If the Latter-day Saint home is the place where we model to the next generation constructive and holy engagement with the world, then homes filled with angry, accusatory behavior in politics and other areas of life will pass along to the next generation the spiritually poisonous notion that cathartic blame and accusation are more likely to lead us to truth than are patient and charitable approaches to inquiry. And it should come as no surprise, then, that youth experiencing normal challenges in matters of faith will turn to individuals and communities that compulsively indulge in anger and accusation in what they consider to be pursuit of truth. In 2020, as American Latter-day Saints approach another presidential election, we would do well to reflect upon the prophetic counsel of Thomas S. Monson, whose 2009 general conference talk given near the outset of widespread social media adoption predated research demonstrating that anger is the most rapidly-spreading emotion on social media platforms.
Finally, we should consider the imagery of Enoch’s vision in Moses 7. The object employed by Satan to veil the earth in darkness is not a curtain of any kind, but rather a chain; he laughs not because he views his work as frivolous, but because his work is easy due to the willingness of so much of humanity to forfeit their own agency for the opportunity to serve as links in the great blinding chain of the accuser. If hell can be characterized by the absence of healing and reconciliation, then history demonstrates that societies consumed with anger and accusation are very literally hell on earth, and functional case studies of the process Satan envisioned for destroying agency.

* [Record set]:

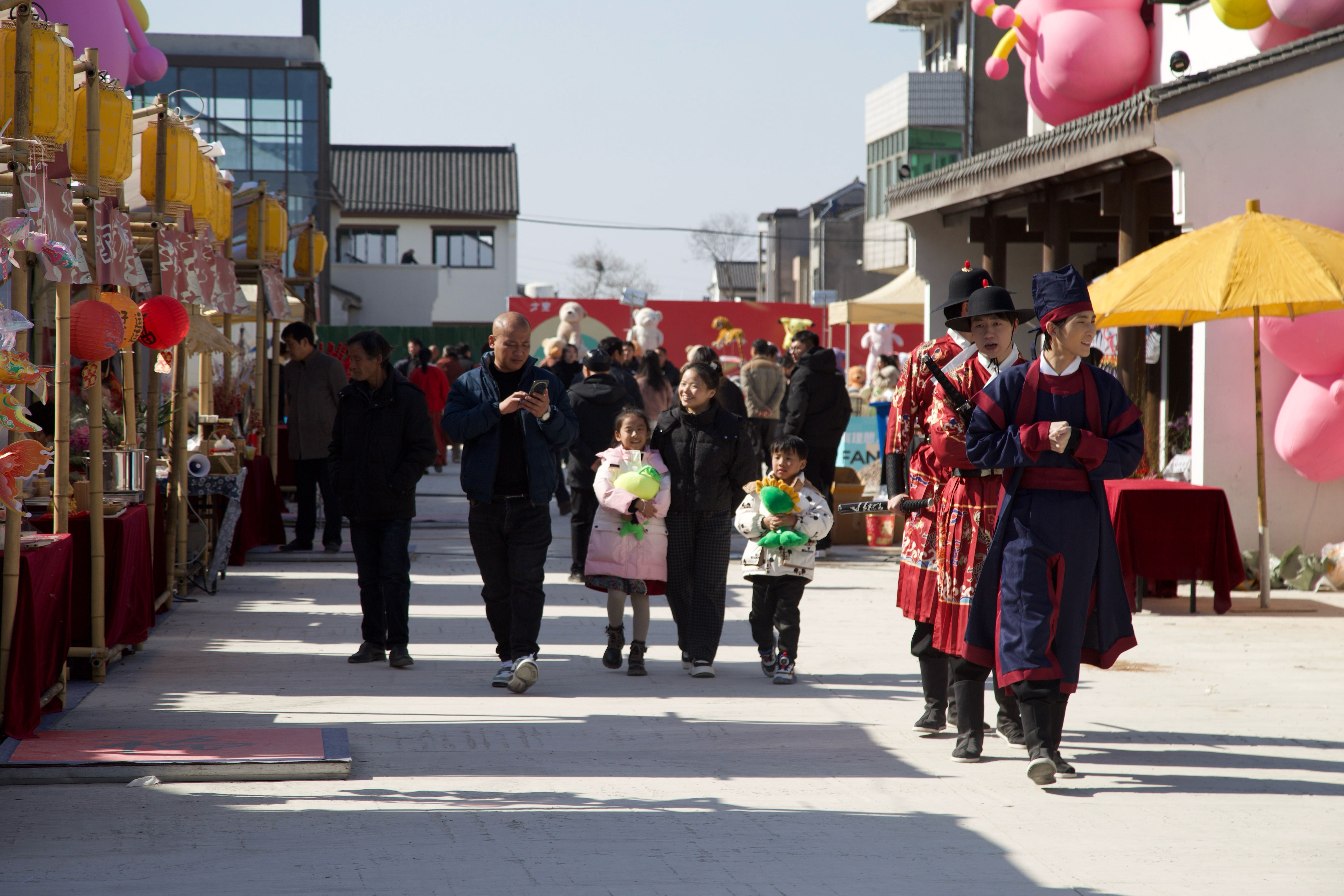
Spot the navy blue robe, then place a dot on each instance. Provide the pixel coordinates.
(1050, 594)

...

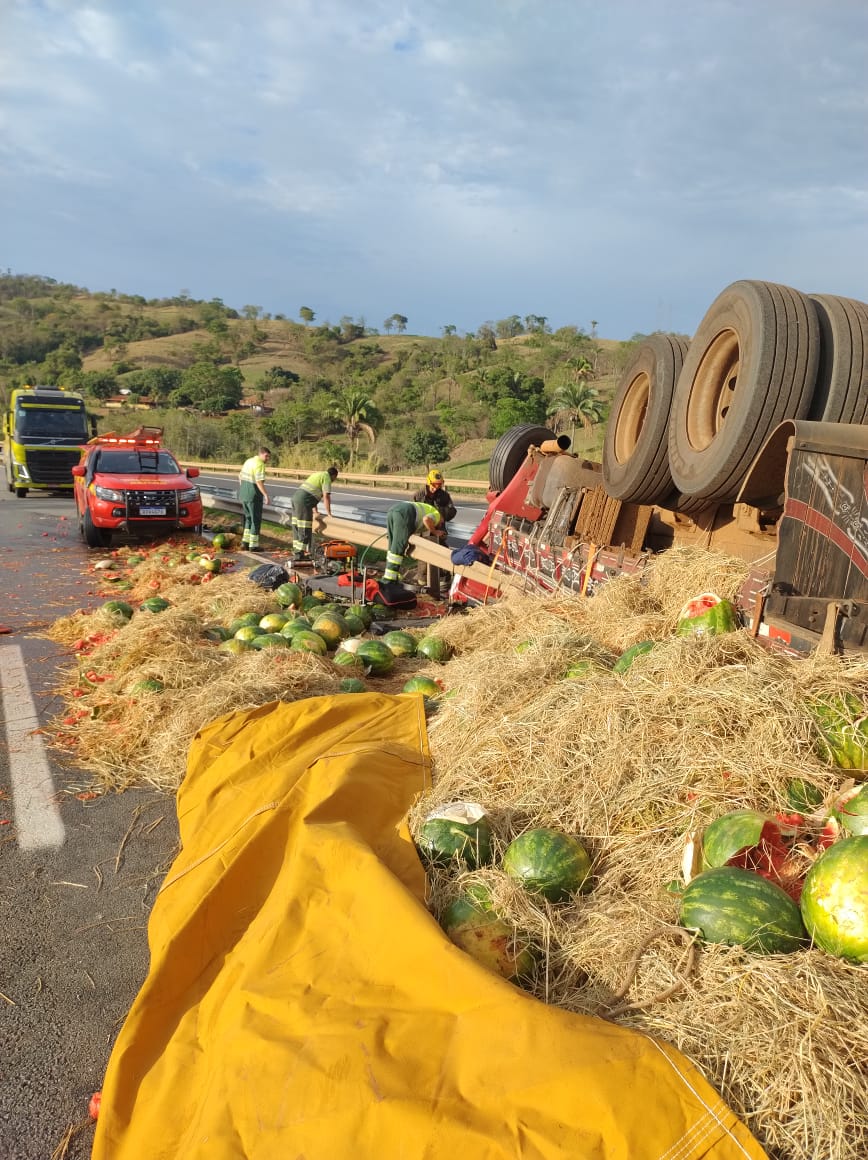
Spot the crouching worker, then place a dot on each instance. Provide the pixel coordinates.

* * *

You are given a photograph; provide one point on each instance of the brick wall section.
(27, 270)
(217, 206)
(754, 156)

* [Activity 1]:
Answer these questions from the passage on anger and accusation:
(a) Whose general conference talk does the passage recommend reflecting on, and in what year was it given?
(b) In Enoch's vision in Moses 7, what object does Satan use to veil the earth in darkness?
(c) Which emotion did research find to spread most rapidly on social media platforms?
* [Activity 2]:
Which individuals are mentioned by name in the passage on anger and accusation? List all of them.

* [Your solution 1]:
(a) Thomas S. Monson; 2009
(b) A chain
(c) Anger

* [Your solution 2]:
Thomas S. Monson
Enoch
Satan